ИСХОДНЫЙ ТЕКСТ -
_ _ _ _

# Общий раздел > Новости, факты и мнения > Новости Беларуси >  Лукашенко о забастовках...

## Mouse

Лукашенко о забастовках: "Я так буду смотреть, наблюдать, а потом как шандарахну - не успеют за границу перебежать"
14.06.2011, 13:43 Новость дня 
БЕЛТА

Президент Беларуси Александр Лукашенко сегодня во время посещения сельхозпредприятия "Озерицкий-Агро" Смолевичского района заявил, что не допустит никаких забастовок и несанкционированных акций в стране, передает корреспондент БЕЛТА.

"У нас "свядомыя" в Минске в социальных сетях, интернете призывают к забастовкам, - отметил глава государства. - Я так буду смотреть, наблюдать, а потом как шандарахну - не успеют за границу перебежать". 

Он подчеркнул: "Устраивают там забастовки, что мы им не разрешаем за бесценок вывозить за границу топливо, сигареты, другие товары. Раньше таких спекулянтами называли. Они же и есть спекулянты. Я что, на это смотреть буду?".

"Это так называемая рыночная экономика? Нигде этого нет, а у нас этот рынок насаждают. Я что, на это смотреть буду?" - подчеркнул Александр Лукашенко.

По его словам, вот сюда, на это поле, им надо приехать и поработать.

----------

_ _ _ _

РАЗДЕЛ ДАННЫХ -
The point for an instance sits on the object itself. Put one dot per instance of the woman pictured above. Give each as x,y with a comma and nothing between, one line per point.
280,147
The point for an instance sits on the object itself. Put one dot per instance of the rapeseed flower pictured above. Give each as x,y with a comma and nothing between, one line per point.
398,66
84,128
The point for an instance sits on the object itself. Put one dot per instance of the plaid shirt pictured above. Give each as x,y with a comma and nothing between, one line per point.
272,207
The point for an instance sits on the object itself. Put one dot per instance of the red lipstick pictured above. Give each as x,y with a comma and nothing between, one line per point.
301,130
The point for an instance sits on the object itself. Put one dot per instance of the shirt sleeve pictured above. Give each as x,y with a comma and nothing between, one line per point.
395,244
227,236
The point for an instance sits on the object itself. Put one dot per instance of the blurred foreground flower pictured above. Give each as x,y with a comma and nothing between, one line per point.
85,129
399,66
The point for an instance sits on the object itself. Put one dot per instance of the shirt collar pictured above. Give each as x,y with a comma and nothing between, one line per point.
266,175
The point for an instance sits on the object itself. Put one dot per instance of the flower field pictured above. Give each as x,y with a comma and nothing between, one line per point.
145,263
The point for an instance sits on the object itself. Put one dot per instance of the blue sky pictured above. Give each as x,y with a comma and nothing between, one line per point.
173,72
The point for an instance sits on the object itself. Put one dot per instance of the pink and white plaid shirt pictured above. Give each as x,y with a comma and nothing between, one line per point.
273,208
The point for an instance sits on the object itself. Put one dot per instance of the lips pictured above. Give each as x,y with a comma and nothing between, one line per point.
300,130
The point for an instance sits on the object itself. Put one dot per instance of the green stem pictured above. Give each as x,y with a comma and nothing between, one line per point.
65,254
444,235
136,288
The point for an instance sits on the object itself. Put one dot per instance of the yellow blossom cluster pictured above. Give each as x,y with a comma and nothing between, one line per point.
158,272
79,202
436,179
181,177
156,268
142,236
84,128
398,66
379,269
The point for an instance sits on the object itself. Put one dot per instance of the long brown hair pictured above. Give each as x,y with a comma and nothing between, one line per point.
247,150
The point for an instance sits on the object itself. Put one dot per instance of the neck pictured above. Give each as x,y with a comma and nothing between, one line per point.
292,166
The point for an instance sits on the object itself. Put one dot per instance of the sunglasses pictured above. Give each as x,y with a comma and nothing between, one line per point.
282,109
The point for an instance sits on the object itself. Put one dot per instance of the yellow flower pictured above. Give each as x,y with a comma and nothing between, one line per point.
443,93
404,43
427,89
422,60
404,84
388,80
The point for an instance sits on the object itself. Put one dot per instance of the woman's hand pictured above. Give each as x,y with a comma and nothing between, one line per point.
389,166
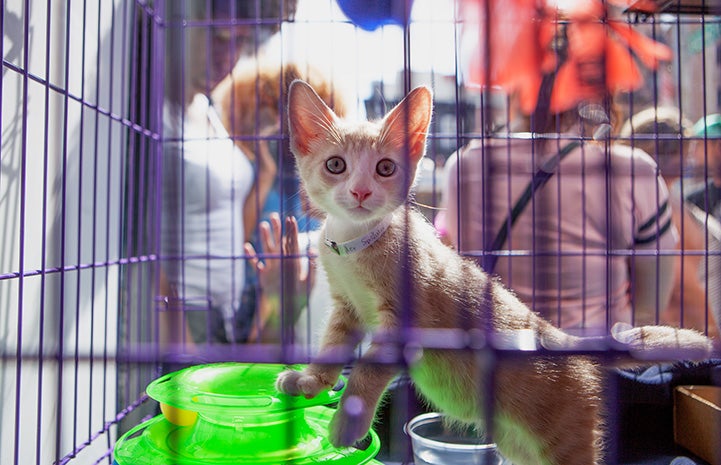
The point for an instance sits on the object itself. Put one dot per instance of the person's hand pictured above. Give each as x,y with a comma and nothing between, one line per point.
280,271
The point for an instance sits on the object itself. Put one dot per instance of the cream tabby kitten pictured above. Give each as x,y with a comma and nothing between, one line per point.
546,409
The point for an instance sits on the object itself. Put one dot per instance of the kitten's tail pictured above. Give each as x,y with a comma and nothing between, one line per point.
642,343
662,342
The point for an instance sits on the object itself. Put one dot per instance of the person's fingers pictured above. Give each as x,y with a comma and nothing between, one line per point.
276,230
266,238
290,244
253,256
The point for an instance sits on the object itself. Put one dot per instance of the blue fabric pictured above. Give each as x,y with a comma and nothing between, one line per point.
372,14
655,384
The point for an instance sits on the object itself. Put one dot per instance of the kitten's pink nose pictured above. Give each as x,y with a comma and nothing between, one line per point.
360,194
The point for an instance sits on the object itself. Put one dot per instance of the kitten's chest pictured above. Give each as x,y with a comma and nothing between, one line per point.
349,279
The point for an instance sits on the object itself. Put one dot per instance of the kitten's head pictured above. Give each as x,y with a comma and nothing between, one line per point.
357,171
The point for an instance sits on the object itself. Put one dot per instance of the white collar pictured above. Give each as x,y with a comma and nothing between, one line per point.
359,243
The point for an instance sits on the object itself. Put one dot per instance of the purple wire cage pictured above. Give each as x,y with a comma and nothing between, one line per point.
84,171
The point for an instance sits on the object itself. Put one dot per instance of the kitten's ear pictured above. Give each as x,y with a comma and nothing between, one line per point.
408,123
310,120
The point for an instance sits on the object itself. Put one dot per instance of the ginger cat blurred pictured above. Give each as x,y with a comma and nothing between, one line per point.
249,101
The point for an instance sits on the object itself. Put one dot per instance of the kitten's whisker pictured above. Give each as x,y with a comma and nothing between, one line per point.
430,207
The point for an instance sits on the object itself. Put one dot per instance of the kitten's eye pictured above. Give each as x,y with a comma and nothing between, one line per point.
335,165
386,167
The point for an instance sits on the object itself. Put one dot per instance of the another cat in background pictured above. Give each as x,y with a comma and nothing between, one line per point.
251,102
360,175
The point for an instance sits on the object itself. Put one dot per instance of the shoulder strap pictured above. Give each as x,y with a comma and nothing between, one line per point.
540,178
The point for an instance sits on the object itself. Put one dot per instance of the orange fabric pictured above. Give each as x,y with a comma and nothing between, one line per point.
516,52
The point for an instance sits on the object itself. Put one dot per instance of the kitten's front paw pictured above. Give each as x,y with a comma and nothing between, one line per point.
350,422
297,383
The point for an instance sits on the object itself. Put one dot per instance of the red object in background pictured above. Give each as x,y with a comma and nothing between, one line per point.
517,50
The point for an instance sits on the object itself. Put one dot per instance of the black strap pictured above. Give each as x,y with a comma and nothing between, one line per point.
540,178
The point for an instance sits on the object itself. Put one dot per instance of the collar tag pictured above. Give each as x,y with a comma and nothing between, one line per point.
359,243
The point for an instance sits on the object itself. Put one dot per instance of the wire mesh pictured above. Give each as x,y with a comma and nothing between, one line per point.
121,260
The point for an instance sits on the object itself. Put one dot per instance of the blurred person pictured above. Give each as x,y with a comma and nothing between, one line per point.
704,203
251,102
569,206
206,178
664,133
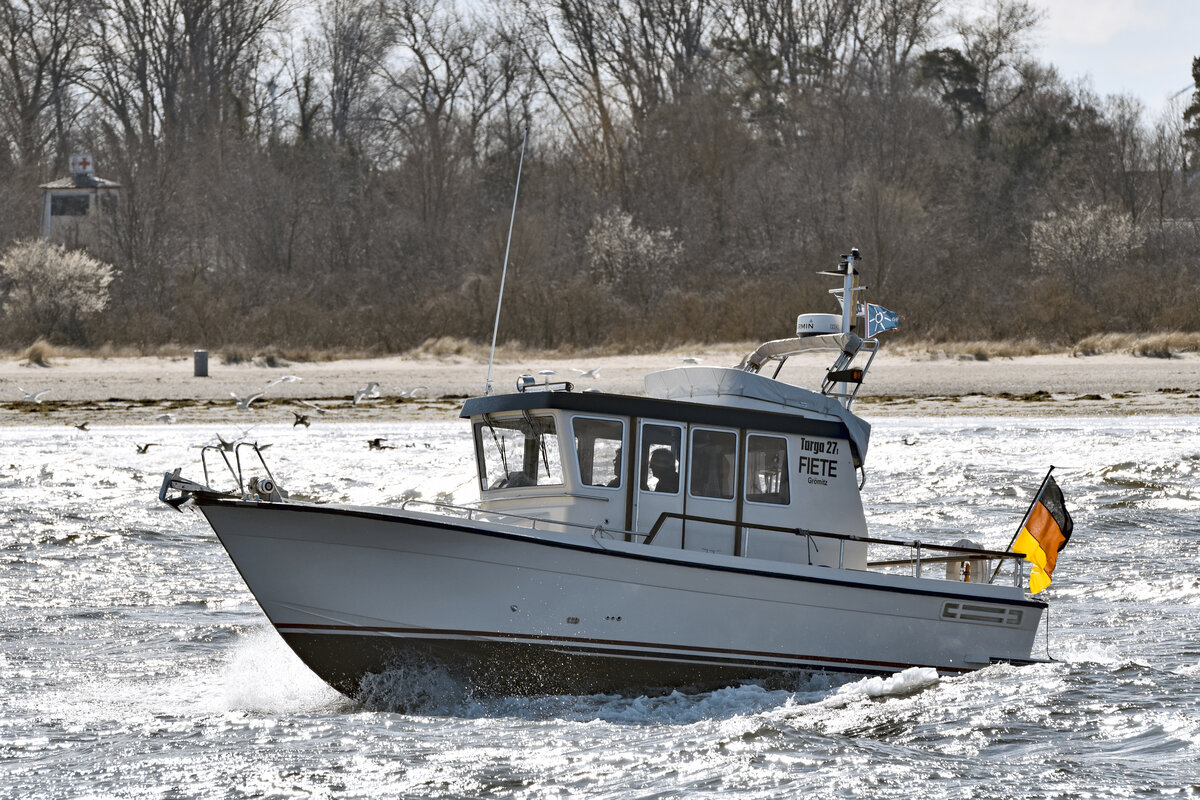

_ _ _ _

ЦЕЛЬ УПРАЖНЕНИЯ -
Воспроизведите без изменений фрагмент новости о забастовках между «14.06.2011, 13:43 Новость» и «передает корреспондент БЕЛТА.» включительно. Данные взяты из другого источника и с новостью о забастовках не связаны.

ОТВЕТ -
14.06.2011, 13:43 Новость дня 
БЕЛТА

Президент Беларуси Александр Лукашенко сегодня во время посещения сельхозпредприятия "Озерицкий-Агро" Смолевичского района заявил, что не допустит никаких забастовок и несанкционированных акций в стране, передает корреспондент БЕЛТА.